--- Records to use ---
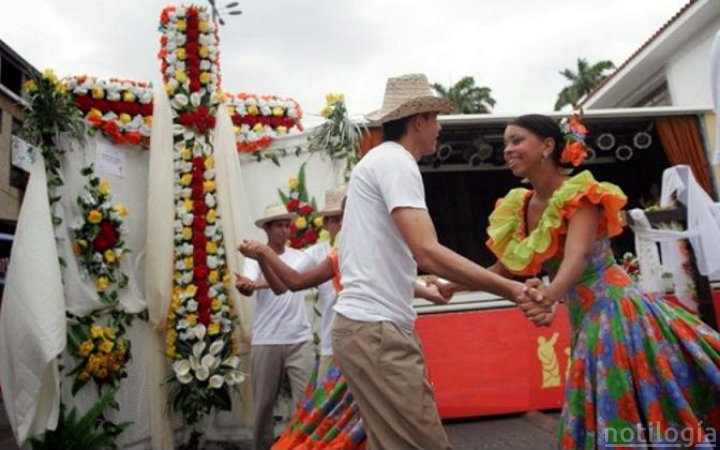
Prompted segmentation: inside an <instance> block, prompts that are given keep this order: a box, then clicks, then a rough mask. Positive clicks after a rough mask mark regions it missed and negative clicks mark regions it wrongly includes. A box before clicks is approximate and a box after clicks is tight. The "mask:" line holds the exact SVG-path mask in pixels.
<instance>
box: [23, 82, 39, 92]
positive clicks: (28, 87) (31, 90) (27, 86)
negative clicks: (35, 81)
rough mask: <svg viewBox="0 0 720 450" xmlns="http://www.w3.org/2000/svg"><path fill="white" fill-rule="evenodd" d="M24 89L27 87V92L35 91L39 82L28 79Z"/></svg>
mask: <svg viewBox="0 0 720 450" xmlns="http://www.w3.org/2000/svg"><path fill="white" fill-rule="evenodd" d="M23 89H25V92H27V93H28V94H32V93H33V92H35V91H37V84H36V83H35V80H32V79H30V80H27V81H26V82H25V84H24V85H23Z"/></svg>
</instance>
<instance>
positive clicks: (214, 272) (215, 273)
mask: <svg viewBox="0 0 720 450" xmlns="http://www.w3.org/2000/svg"><path fill="white" fill-rule="evenodd" d="M219 280H220V274H219V273H218V271H217V270H211V271H210V273H209V274H208V281H209V282H211V283H217V282H218V281H219Z"/></svg>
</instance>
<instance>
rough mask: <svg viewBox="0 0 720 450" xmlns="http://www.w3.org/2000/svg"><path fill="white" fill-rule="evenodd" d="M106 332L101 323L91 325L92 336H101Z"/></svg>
mask: <svg viewBox="0 0 720 450" xmlns="http://www.w3.org/2000/svg"><path fill="white" fill-rule="evenodd" d="M104 334H105V332H104V331H103V329H102V327H101V326H100V325H93V326H92V327H90V336H92V337H93V339H97V338H101V337H103V335H104Z"/></svg>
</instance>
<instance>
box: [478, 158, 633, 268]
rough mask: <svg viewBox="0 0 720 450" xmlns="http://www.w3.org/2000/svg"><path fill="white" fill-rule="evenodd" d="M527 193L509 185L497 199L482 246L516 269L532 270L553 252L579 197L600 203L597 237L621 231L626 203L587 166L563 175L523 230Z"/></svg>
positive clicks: (601, 237) (524, 226)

--- What needs to be done ---
What lines in the listing above hold the string "negative"? List them.

--- Answer space ---
Prompted segmentation: inside an <instance> block, prompts that are given keep this order: a box, then clicks, then a rough mask. Positive clicks after a rough mask mark regions it missed and negative clicks mark regions it wrongly includes. A box before clicks is approximate and a box after clicks is tight. The "mask:" line holds the exact SVG-path mask in pixels.
negative clicks: (35, 81)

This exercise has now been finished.